Text provided:
- Opening Delimiter -

Police officials survey the site of a suicide bomb attack at a police station in Karak, in Pakistan's restive North West Frontier Province, February 27, 2010.

Credit: Reuters/Ihsan Khattak

PARACHINAR, Pakistan | Sat Feb 27, 2010 12:16pm EST

PARACHINAR, Pakistan (Reuters) - A suicide car bomber killed three policemen and a child Saturday in an attack on a police station in a northwestern Pakistani town, police said.

Al Qaeda-linked Pakistani militants have carried out numerous attacks on members of the security forces over the past couple of years, and they stepped up strikes after the army launched an offensive on their main bastion in October.

The blast in the town of Karak, 200 km (125 miles) southwest of Islamabad, came as police were on the alert for potential sectarian attacks on religious processions to mark the anniversary of the Prophet Mohammad's birth.

"The blast destroyed part of police station and a nearby mosque," police official Gul Sadi Khan told Reuters, adding three policemen had been killed. "Thirteen people have been wounded and we fear more people are trapped under the debris."

Another police official said a child passer-by had also been killed.

Karak is in North West Frontier Province, which has borne the brunt of attacks over the past year.

The Pakistani Taliban, allies of the Afghan Taliban, have lost much ground in army offensives over the past year.

The were pushed out of the Swat valley, northwest of Islamabad, and in October the army began a big offensive in the militants' South Waziristan bastion on the Afghan border.

INVESTORS NERVOUS

Pakistani action against militants on the border is seen as crucial for efforts to bring stability to Afghanistan, where U.S. forces are spearheading one of NATO's biggest offensive against the Afghan Taliban.

Security forces have also carried out several smaller operations aimed at pushing back militants threatening towns and cities such as Peshawar, the main city in the northwest.

- Closing Delimiter -

Explore the material:
A: According to the news report on the Karak bombing, why were police on the alert when the blast happened? Answer in one to three sentences.
B: Please write a continuation of the news report on the Karak bombing, starting right after its last sentence.
The material that comes next is drawn from a separate source and is unrelated to the news report.

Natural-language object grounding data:
- Opening Delimiter -

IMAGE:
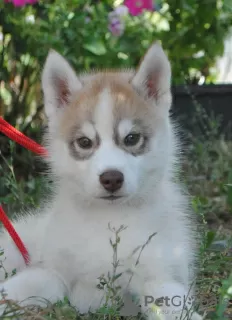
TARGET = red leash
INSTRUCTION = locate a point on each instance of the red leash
(31, 145)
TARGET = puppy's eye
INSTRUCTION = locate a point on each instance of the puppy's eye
(84, 143)
(132, 139)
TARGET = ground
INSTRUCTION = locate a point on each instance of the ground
(207, 171)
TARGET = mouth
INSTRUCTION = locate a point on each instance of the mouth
(111, 197)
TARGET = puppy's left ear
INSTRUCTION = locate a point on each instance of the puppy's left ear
(153, 77)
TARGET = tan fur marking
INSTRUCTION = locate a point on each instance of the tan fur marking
(127, 103)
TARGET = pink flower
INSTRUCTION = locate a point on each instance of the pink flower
(21, 3)
(136, 7)
(116, 25)
(31, 1)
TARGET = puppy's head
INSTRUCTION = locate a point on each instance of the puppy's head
(109, 132)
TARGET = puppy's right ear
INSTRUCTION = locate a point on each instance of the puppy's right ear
(59, 82)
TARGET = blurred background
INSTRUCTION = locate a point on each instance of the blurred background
(197, 37)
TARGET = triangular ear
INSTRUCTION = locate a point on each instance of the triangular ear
(59, 81)
(153, 77)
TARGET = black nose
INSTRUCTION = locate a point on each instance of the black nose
(111, 180)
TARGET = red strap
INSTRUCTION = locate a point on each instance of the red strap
(20, 138)
(9, 227)
(31, 145)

- Closing Delimiter -

Responses in order:
A: Police were on the alert for potential sectarian attacks on religious processions. The processions were being held to mark the anniversary of the Prophet Mohammad's birth.

B:
Paramilitary officials said Saturday that 25 militants had been killed in recent days in the latest such operation launched this week in a region about 35 km (20 miles) south of Peshawar.

Fears of militant attacks on Saturday's religious holiday hurt trade in stocks the previous day with the Karachi Stock Exchange benchmark 100-share index slipping 0.1 percent, as other regional markets rose, and turnover at a 2-month low.

Fifty-seven people were killed in Karachi in a militant attack on a Muslim congregation marking the holiday in 2006.

The attack on the congregation, organized by the moderate Barelvi Sunni Muslim sect, sparked violence in Pakistan's commercial capital and the stock exchange shut for a day.

Police in Karachi said late Friday they had arrested three suspected members of the banned Lashkar-e-Jhangvi militant group and seized 20 kg (44 lb) of explosives and detonators from them.

The three had planned to attack "important religious events," said senior city police official Fayyaz Khan.

In a separate incident, gunmen fired on a religious procession on the outskirts of the northwestern town of Dera Ismail Khan, wounding four people, police said.